(EXTRACT)
December 05, 2016 Articles

Multiparty Mediation

By Edmund J. Sikorski, Jr.

Mediating multiparty disputes involves many of the same issues and techniques encountered in a typical two-party proceeding but often exponentially expanded due to the number of parties, issues, and perspectives involved. This increased complexity is the result of not only the number of participants but also inherent differences in negotiating styles, participants' relative authorities, divergent viewpoints, and unequal access to information. These factors can make it harder to achieve a global resolution of the issues involved.

Unique to multiparty mediation is the presence of coalition dynamics that may very well be in a constant state of flux. Coalition dynamics have been described as follows:

Once three or more conflicting parties are involved, coalitions may form and act in concert against the other disputants. Those left out of a coalition may often be worse off than they were before negotiations began. Unlike in bilateral negotiations, where typically one party cannot affect the other party's BATNA, in multiparty negotiations, those left out of [the] deal may often find themselves worse off [than] if no deal were made.

Robert H. Mnookin, "Strategic Barriers to Dispute Resolution," 8 Harv. Negot. L. Rev. 1 (2003). 

BATNA is defined as a well-thought-out "best alternative to a negotiated agreement." Fisher, Ury & Patton, Getting to Yes: Negotiating Agreement Without Giving In (Penguin 2d ed. 1991).   

This article identifies some of the unique elements of multiparty mediation and suggests procedures to manage them, requiring early coordinated efforts between the mediator and the parties, as well as providing cognitive coaching ideas to facilitate the mediation process.

Mediator or Co-Mediator Selection
Selection of a mediator or mediation team has a witch's brew of two ingredients:

1. process management skills, approach, and techniques; and
2. subject matter knowledge of the matter in dispute.

(PROBLEM 1) Find each line in the listing below that contains the word "floral", and copy those lines.

Point annotation listing:
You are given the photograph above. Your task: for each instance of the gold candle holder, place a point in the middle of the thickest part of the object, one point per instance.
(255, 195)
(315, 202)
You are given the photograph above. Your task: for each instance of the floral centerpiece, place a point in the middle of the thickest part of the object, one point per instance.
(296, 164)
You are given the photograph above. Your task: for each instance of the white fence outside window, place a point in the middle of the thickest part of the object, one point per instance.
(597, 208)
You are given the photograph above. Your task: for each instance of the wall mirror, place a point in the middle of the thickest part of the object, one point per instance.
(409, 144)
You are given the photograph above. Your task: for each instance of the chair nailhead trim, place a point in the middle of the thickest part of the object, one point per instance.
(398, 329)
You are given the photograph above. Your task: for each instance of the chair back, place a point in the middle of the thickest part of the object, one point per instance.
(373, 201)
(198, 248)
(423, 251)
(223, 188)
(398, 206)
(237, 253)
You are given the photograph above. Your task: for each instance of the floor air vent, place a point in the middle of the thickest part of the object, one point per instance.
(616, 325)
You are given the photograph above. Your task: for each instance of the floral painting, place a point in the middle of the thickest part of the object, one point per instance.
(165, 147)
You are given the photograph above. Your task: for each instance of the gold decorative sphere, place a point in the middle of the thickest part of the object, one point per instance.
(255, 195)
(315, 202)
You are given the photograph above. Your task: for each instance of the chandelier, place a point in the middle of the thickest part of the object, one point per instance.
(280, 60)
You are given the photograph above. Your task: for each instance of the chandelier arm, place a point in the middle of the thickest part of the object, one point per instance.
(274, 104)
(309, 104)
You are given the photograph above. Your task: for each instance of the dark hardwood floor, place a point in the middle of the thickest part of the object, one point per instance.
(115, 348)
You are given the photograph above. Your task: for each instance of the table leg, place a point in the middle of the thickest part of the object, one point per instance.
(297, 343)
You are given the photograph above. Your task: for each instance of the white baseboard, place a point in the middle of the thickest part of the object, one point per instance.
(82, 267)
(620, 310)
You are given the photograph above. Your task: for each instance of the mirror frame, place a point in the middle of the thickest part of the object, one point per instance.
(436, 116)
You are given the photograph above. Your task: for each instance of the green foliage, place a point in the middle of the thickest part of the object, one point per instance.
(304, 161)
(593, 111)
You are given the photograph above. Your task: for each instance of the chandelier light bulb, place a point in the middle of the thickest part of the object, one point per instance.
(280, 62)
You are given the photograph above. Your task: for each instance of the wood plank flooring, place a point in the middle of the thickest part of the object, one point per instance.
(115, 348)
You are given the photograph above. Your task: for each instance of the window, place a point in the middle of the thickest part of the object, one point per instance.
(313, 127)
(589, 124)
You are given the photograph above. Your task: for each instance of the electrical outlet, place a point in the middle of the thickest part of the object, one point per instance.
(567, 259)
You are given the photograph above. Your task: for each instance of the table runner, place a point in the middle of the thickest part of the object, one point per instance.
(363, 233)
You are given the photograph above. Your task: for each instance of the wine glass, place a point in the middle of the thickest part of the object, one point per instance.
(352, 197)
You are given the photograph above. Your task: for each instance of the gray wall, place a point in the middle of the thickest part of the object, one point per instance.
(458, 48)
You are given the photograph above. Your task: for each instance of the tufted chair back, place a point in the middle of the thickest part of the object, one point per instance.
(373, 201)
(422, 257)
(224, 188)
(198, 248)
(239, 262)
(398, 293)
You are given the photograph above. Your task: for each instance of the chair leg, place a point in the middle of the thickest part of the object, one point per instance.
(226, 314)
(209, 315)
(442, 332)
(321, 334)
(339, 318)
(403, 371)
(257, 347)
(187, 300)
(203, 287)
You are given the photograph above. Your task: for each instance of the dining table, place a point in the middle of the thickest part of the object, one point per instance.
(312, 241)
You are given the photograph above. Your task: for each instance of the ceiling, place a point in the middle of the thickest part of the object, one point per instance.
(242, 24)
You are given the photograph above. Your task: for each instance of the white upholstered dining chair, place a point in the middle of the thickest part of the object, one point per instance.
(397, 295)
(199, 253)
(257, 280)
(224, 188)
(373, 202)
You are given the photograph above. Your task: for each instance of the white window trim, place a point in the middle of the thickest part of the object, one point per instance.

(PROBLEM 2) Reproduce the passage of the article on multiparty mediation above, starting with "By Edmund J." and going on through "the issues involved.", and rename "complexity" to "intricacy" wherever it occurs.

(SOLUTION 1)
You are given the photograph above. Your task: for each instance of the floral centerpiece, place a point in the middle of the thickest part of the object, one point per instance.
You are given the photograph above. Your task: for each instance of the floral painting, place a point in the middle of the thickest part of the object, one point per instance.

(SOLUTION 2)
By Edmund J. Sikorski, Jr.

Mediating multiparty disputes involves many of the same issues and techniques encountered in a typical two-party proceeding but often exponentially expanded due to the number of parties, issues, and perspectives involved. This increased intricacy is the result of not only the number of participants but also inherent differences in negotiating styles, participants' relative authorities, divergent viewpoints, and unequal access to information. These factors can make it harder to achieve a global resolution of the issues involved.